▶ **TEXT**
•••••
Cassell et al., "Shared Reality: Physical Collaboration with a Virtual Peer"

Adrienne DeWolfe
-Virtual peers seem to have many potential applications. Although the focus of Sam is to encourage collaborative storytelling play, I wonder about the potential for teaching social skills and cooperation. As a teacher, I know that children are coming to school with less experience at cooperation and self amusement in play, especially in larger groups of 3 or more children (I believe this is due to parents allowing less unstructured neighborhood time). Children are very accustomed to having play and free time structured for them, and often seem unable to invent activities for themselves and their peers to engage. They particularly have a hard time on the playground with big groups to play a game; they are stifled by argument and an inability to resolve conflict on their own without adult intervention. As a result, the classroom is taking on more responsibility in teaching cooperative group skills. Do you think that virtual peers would help or hinder the acquisition of cooperative group skills and the ability to self entertain?

Stephanie K. Dalquist
-There are often discussions as to how well children can distinguish between fantasy and reality (especially in relation to video games, violence, etc.). Would a setup in which the objects can exist in both the real and virtual worlds confuse this issue even more?
-How convincing does Sam have to be as a simulated peer?
-How well does this work/ are there any plans to make this work in a cross cultural or multilingual format, since it will be difficult to depend on the same verbal cues for all cultures?

Hilarie Claire Tomasiewicz
-"Animated characters are familiar to children, current versions of children's animation encourage children to be passive consumers of narrative rather than actual producers of their own stories." Do you agree with this?
-Even before the advent of such 'virtual alternatives' as SAM, do you feel that children's animations have always encouraged children to be passive consumers of narrative? What about Charlie Brown as an example of an animation for children?
•••••
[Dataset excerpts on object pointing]

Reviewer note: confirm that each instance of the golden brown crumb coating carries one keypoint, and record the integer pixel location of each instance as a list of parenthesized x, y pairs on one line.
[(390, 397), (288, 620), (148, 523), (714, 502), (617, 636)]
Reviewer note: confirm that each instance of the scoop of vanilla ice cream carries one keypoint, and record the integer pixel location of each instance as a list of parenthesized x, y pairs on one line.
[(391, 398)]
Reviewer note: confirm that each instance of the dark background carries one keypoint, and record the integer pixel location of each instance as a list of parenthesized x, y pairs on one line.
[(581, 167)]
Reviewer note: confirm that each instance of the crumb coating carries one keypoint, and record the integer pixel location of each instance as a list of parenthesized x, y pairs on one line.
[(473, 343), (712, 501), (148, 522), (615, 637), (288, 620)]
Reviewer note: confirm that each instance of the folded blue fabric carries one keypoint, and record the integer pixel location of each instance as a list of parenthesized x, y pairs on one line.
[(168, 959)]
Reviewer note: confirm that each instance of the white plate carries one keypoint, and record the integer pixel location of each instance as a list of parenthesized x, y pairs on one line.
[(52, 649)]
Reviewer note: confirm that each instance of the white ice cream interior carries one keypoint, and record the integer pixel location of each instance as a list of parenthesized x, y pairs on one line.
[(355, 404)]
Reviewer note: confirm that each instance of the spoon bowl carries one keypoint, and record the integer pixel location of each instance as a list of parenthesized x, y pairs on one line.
•••••
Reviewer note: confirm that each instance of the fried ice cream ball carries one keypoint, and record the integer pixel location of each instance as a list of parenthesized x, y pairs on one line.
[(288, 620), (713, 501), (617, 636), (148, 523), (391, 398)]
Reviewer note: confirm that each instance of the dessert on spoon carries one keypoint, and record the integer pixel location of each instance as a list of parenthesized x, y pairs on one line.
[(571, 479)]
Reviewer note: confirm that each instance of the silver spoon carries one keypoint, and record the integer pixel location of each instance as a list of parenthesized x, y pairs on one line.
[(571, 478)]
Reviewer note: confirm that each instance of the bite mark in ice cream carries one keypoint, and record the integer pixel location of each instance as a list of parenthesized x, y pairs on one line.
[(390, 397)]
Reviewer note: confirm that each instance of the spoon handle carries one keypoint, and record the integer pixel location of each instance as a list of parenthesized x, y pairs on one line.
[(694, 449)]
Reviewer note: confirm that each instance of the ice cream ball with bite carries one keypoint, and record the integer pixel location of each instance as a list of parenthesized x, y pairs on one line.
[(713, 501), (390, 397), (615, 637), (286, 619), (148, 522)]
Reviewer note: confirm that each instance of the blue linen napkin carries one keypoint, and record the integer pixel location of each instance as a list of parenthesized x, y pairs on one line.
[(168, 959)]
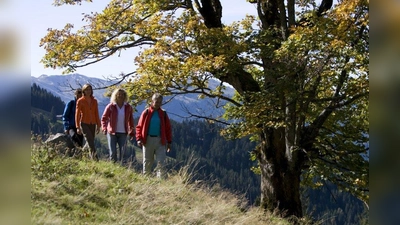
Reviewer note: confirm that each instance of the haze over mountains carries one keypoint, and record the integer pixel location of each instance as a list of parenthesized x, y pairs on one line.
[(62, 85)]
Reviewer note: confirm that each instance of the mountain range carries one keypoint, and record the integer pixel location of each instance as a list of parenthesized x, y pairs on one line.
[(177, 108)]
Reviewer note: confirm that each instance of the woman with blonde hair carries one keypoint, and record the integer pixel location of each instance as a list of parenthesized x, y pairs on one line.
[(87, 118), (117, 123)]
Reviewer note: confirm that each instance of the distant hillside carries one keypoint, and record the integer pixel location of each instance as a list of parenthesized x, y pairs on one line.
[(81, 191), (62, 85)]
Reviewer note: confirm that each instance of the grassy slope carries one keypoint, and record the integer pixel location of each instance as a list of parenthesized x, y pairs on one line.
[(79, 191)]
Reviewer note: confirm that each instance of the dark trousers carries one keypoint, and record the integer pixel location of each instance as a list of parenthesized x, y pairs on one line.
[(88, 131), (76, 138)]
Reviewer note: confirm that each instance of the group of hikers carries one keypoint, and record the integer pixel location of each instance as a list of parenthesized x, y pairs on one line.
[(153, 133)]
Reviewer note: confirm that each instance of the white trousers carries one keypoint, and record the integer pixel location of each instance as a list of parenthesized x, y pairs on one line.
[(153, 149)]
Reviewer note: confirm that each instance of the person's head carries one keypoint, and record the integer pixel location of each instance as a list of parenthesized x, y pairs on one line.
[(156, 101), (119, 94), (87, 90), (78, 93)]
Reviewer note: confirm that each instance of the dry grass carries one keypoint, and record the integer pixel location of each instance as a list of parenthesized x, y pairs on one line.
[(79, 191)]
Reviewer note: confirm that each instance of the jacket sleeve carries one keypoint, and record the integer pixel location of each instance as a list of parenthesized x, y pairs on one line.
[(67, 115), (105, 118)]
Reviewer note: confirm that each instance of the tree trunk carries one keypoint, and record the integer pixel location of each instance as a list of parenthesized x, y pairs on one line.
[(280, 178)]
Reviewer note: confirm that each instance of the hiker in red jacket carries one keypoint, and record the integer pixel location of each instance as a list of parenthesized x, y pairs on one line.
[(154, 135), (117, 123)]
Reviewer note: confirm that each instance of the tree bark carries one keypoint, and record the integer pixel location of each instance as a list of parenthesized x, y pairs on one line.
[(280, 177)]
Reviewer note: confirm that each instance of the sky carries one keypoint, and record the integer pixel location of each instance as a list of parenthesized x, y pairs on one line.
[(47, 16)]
•••••
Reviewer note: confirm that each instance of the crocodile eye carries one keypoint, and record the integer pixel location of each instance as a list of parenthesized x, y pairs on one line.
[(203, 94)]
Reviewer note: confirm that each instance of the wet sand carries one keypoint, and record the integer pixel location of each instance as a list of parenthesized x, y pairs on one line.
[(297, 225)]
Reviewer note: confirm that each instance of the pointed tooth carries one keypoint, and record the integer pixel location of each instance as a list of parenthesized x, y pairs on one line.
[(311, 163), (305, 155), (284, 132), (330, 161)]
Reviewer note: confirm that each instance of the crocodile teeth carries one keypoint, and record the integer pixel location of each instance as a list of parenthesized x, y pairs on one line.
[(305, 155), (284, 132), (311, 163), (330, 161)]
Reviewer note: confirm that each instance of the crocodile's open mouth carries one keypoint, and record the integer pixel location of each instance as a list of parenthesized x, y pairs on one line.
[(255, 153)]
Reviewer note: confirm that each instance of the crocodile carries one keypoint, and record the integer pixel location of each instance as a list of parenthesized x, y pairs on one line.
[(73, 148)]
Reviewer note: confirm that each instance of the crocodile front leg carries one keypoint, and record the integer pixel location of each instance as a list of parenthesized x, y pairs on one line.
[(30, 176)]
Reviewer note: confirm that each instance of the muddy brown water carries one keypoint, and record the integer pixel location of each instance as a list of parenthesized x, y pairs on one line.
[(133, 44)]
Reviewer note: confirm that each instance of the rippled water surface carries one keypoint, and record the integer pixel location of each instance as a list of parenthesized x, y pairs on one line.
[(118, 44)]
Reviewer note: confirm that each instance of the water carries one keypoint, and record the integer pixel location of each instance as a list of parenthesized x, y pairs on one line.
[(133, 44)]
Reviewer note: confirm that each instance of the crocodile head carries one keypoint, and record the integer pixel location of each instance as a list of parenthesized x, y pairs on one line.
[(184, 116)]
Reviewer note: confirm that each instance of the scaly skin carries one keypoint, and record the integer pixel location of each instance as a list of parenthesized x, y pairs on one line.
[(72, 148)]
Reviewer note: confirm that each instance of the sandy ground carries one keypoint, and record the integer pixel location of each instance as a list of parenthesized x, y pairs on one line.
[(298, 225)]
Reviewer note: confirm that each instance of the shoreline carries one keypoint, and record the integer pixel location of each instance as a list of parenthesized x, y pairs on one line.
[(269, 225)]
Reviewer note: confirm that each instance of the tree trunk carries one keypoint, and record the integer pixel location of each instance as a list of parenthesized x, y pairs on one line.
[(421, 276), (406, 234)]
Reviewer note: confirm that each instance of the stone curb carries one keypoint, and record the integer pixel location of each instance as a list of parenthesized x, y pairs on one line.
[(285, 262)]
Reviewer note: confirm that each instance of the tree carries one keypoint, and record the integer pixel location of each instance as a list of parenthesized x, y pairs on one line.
•••••
▶ **WHAT TO DO**
[A] In the comments on the Shared Reality paper, what does Adrienne DeWolfe say the classroom is taking on more responsibility for?
[B] Sum up the comments on the Shared Reality paper in two sentences.

▶ **ANSWERS BELOW**
[A] Teaching cooperative group skills.

[B] Adrienne DeWolfe asks whether virtual peers like Sam would help or hinder children's learning of cooperative group skills and self-entertainment, which the classroom is increasingly responsible for teaching. Stephanie K. Dalquist asks whether objects existing in both real and virtual worlds could confuse fantasy and reality, how convincing Sam must be, and whether it could work across cultures and languages, while Hilarie Claire Tomasiewicz questions the claim that children's animation makes children passive consumers of narrative, pointing to Charlie Brown.